━━━━━ Records
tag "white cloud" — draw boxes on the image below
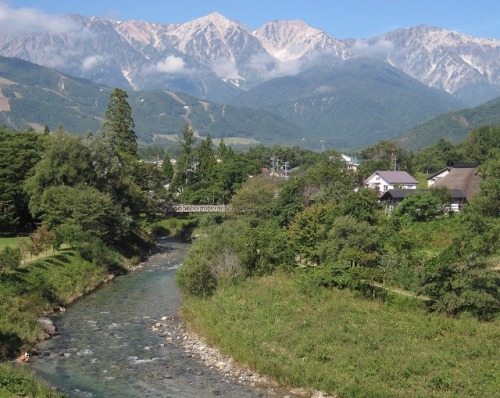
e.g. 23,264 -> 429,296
145,55 -> 187,74
212,57 -> 239,79
82,55 -> 107,71
351,39 -> 394,57
249,49 -> 336,80
0,4 -> 82,35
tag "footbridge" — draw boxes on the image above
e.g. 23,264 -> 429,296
163,204 -> 232,213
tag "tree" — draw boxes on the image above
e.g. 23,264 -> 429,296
393,191 -> 443,222
35,185 -> 131,244
0,246 -> 21,274
357,140 -> 414,182
162,153 -> 174,182
0,129 -> 45,233
169,123 -> 197,194
24,131 -> 95,215
231,175 -> 278,218
298,152 -> 354,206
422,244 -> 499,319
103,88 -> 138,158
338,187 -> 381,225
288,203 -> 336,264
458,126 -> 500,164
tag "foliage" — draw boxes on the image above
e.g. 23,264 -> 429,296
393,190 -> 444,222
231,175 -> 278,218
0,246 -> 21,274
161,153 -> 174,181
102,88 -> 138,158
176,217 -> 293,297
181,273 -> 500,398
415,138 -> 461,173
34,185 -> 131,244
357,140 -> 414,179
422,245 -> 500,319
0,129 -> 45,234
0,362 -> 66,397
288,203 -> 336,264
296,151 -> 354,205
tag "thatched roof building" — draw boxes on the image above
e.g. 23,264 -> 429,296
432,164 -> 481,202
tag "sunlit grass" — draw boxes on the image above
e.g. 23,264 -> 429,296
181,273 -> 500,398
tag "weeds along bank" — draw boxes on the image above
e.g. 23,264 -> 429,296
180,273 -> 500,398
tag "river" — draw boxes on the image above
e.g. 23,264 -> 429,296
31,239 -> 271,398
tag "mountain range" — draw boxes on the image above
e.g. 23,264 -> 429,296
0,13 -> 498,106
0,12 -> 499,150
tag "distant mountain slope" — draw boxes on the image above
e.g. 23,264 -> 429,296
0,55 -> 110,133
232,59 -> 466,149
397,96 -> 500,150
0,12 -> 498,104
0,55 -> 305,147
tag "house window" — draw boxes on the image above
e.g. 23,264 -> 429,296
383,185 -> 388,191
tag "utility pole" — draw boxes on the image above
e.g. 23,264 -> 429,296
392,153 -> 397,171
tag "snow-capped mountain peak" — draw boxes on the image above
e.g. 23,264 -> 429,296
255,20 -> 345,61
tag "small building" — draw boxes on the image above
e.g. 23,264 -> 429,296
380,189 -> 468,214
364,171 -> 418,194
341,154 -> 359,172
427,163 -> 480,202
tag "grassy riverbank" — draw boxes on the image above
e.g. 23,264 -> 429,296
0,243 -> 134,397
180,272 -> 500,398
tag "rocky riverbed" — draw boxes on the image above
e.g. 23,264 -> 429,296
149,315 -> 335,398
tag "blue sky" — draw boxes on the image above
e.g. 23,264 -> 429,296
3,0 -> 500,39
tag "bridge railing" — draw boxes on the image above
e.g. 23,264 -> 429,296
163,204 -> 232,213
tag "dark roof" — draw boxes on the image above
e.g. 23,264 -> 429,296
452,162 -> 480,168
380,189 -> 467,201
434,167 -> 481,201
367,171 -> 418,184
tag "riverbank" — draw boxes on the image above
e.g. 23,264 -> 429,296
0,232 -> 156,397
149,313 -> 334,398
179,272 -> 500,398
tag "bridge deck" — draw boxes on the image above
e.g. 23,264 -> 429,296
164,204 -> 232,213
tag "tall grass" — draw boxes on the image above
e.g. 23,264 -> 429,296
0,362 -> 65,397
180,272 -> 500,398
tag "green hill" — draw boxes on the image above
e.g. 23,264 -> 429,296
397,96 -> 500,150
232,59 -> 466,150
0,56 -> 305,148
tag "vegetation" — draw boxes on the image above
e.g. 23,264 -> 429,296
176,126 -> 500,397
0,362 -> 65,397
398,96 -> 500,150
1,78 -> 499,396
0,89 -> 160,395
181,274 -> 499,398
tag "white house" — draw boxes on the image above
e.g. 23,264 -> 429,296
341,154 -> 359,171
364,171 -> 418,194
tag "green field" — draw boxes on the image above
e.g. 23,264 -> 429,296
181,273 -> 500,398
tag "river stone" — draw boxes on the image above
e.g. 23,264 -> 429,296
38,317 -> 57,337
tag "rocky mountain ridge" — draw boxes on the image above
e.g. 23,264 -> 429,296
0,12 -> 498,105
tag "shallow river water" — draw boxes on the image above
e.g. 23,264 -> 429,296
32,239 -> 271,398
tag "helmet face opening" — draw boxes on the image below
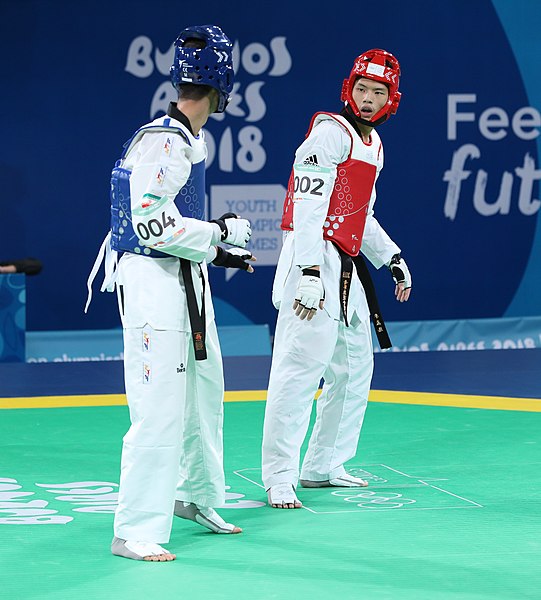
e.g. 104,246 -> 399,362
170,25 -> 234,113
340,49 -> 401,126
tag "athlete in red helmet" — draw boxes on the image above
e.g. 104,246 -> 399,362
262,49 -> 412,509
341,48 -> 402,126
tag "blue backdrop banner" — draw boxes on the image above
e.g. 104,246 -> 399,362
1,0 -> 540,332
0,274 -> 26,362
375,316 -> 541,353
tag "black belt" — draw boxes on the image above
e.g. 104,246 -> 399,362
179,259 -> 207,361
337,247 -> 392,350
352,254 -> 392,350
339,253 -> 354,328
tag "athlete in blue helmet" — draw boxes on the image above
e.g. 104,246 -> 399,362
103,25 -> 254,561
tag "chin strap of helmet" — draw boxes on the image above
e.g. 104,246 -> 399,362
341,104 -> 389,130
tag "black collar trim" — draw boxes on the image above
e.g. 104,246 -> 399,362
167,102 -> 194,136
340,106 -> 364,137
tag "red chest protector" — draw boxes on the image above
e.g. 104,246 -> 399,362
281,112 -> 378,256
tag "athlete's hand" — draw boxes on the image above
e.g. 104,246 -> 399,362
210,212 -> 252,248
293,268 -> 324,321
212,246 -> 256,273
387,254 -> 412,302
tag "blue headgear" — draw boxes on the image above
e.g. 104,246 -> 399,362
170,25 -> 234,114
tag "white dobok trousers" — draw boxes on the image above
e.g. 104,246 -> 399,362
113,254 -> 225,543
262,270 -> 374,489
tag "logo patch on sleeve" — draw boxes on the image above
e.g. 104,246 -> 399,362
143,362 -> 151,384
163,137 -> 172,156
142,331 -> 151,352
156,167 -> 167,186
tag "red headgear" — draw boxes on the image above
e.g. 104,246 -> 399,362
341,49 -> 401,125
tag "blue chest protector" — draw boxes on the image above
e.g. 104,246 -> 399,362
110,122 -> 205,258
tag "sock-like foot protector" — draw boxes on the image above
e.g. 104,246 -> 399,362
111,536 -> 175,561
300,473 -> 369,488
174,501 -> 242,534
267,483 -> 303,508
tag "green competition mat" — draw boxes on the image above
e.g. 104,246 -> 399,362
1,399 -> 540,600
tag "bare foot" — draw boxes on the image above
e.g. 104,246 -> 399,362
267,483 -> 303,509
174,501 -> 242,534
300,474 -> 369,488
111,537 -> 176,561
144,552 -> 176,562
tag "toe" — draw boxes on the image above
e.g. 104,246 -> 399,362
144,552 -> 176,561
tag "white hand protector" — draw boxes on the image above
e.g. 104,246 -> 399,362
293,269 -> 325,321
387,254 -> 412,302
210,212 -> 252,248
223,216 -> 251,247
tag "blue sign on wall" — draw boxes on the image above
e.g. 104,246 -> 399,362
0,274 -> 26,362
1,0 -> 539,332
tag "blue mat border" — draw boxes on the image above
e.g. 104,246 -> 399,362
0,349 -> 539,400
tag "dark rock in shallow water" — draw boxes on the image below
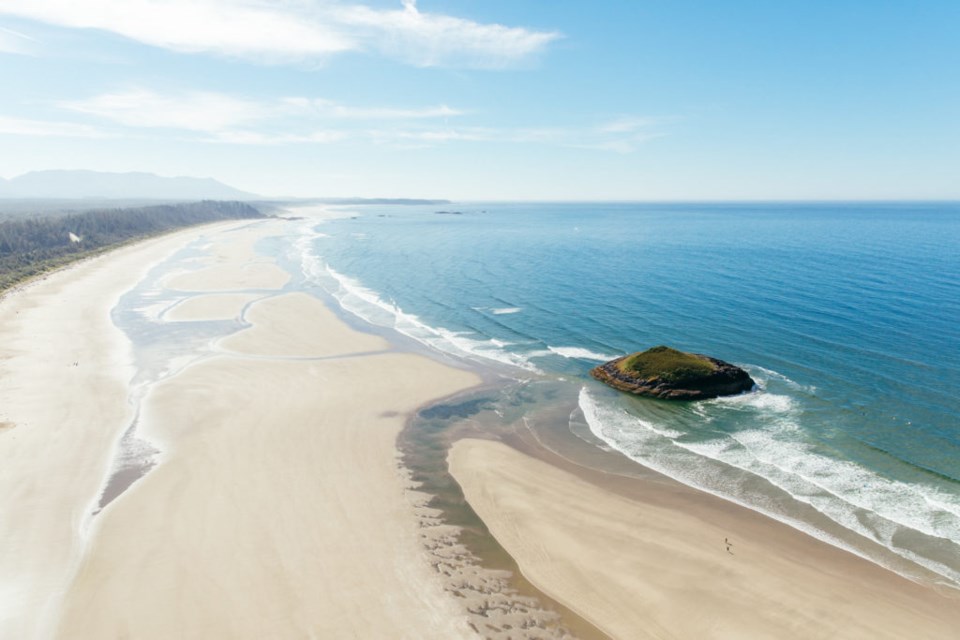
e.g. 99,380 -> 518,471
590,345 -> 755,400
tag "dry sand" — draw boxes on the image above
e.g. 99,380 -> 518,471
58,348 -> 478,639
8,213 -> 957,640
0,221 -> 247,639
449,438 -> 960,640
10,222 -> 484,639
216,291 -> 388,358
1,219 -> 483,639
162,223 -> 290,293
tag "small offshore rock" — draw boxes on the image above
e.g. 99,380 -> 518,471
590,345 -> 755,400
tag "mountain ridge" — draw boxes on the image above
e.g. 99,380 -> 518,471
0,170 -> 257,200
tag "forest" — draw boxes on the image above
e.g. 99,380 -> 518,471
0,200 -> 265,291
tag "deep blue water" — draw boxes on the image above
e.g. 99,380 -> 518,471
296,202 -> 960,587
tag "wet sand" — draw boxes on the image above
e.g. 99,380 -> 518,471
163,293 -> 262,322
0,221 -> 248,639
449,437 -> 960,639
5,213 -> 958,639
1,219 -> 482,638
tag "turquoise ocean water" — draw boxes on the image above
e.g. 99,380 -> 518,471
295,202 -> 960,588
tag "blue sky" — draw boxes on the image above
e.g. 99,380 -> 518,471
0,1 -> 957,199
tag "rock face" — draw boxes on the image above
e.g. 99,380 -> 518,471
590,345 -> 755,400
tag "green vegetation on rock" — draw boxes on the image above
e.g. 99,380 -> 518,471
618,345 -> 717,384
591,345 -> 755,400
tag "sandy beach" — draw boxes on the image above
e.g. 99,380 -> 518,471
0,219 -> 481,639
2,215 -> 958,639
0,221 -> 248,639
449,438 -> 960,639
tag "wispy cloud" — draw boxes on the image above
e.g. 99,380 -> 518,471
366,120 -> 667,153
571,135 -> 666,154
582,116 -> 675,153
597,116 -> 662,134
335,0 -> 560,68
0,0 -> 559,68
0,115 -> 107,138
13,87 -> 669,152
61,89 -> 269,131
204,129 -> 348,145
58,88 -> 462,136
0,25 -> 38,55
280,97 -> 463,120
0,1 -> 352,62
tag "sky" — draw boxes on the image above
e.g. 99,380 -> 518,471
0,0 -> 958,200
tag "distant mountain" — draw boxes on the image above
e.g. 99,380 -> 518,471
0,170 -> 257,200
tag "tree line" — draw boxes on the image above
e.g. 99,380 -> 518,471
0,200 -> 265,291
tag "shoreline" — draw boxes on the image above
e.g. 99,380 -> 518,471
3,212 -> 606,639
448,425 -> 960,638
397,369 -> 960,637
2,210 -> 957,638
509,388 -> 960,593
2,216 -> 495,638
0,220 -> 252,639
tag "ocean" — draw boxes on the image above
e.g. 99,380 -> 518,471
294,201 -> 960,589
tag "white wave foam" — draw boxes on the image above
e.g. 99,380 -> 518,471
491,307 -> 523,315
293,226 -> 327,274
579,386 -> 960,587
746,364 -> 817,394
579,388 -> 683,440
709,390 -> 796,413
729,427 -> 960,540
298,244 -> 539,373
545,346 -> 618,362
703,383 -> 960,542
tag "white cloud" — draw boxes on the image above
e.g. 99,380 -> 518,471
571,134 -> 665,154
0,1 -> 352,61
367,121 -> 666,153
366,125 -> 571,146
0,115 -> 106,138
598,117 -> 661,134
293,98 -> 463,120
61,89 -> 269,131
585,116 -> 673,153
53,88 -> 466,145
59,88 -> 462,134
22,86 -> 667,152
205,129 -> 347,145
0,108 -> 671,150
0,0 -> 559,67
0,25 -> 37,55
335,0 -> 561,68
369,126 -> 495,144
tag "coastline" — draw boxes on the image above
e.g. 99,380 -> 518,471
0,220 -> 250,638
449,431 -> 960,639
1,217 -> 486,638
2,210 -> 957,638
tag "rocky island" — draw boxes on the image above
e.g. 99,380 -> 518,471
590,345 -> 755,400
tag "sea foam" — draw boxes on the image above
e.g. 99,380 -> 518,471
579,386 -> 960,588
298,237 -> 540,373
544,345 -> 619,362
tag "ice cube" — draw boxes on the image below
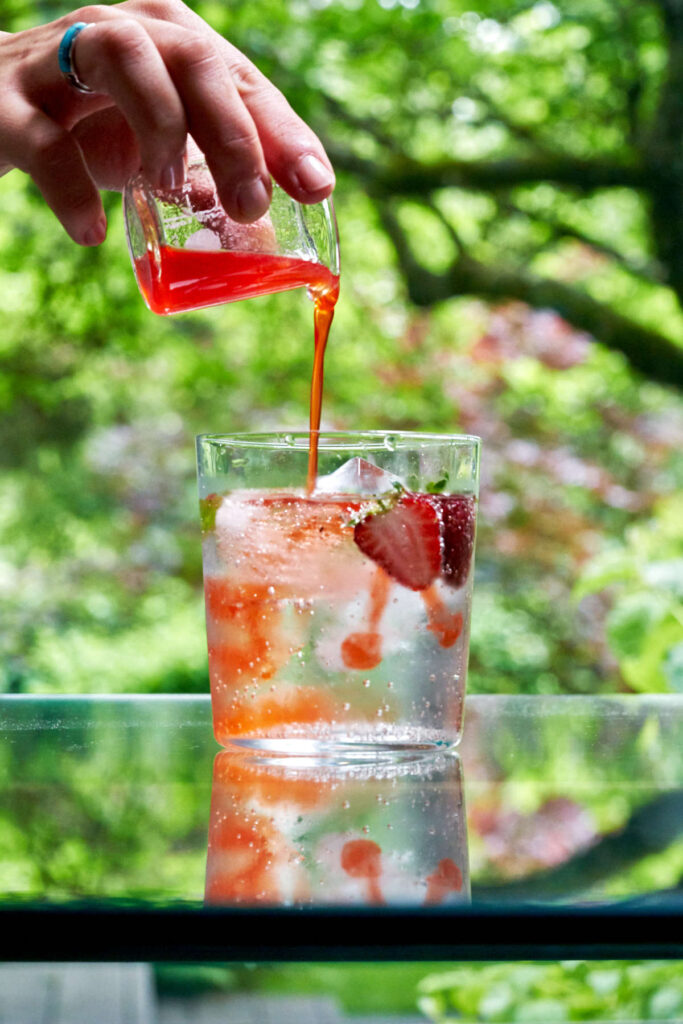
━━━━━━━━━━
## What is required
Go through the listing, find each line with the word "water", and copy it.

## Output of the exercise
tag "shallow river water" — draw boxes on the image above
tag "dark rock in shallow water" — draw boxes on the image below
tag "deep blue water" — draw boxes on the image above
tag "turquoise ocean water" — draw boxes on the image above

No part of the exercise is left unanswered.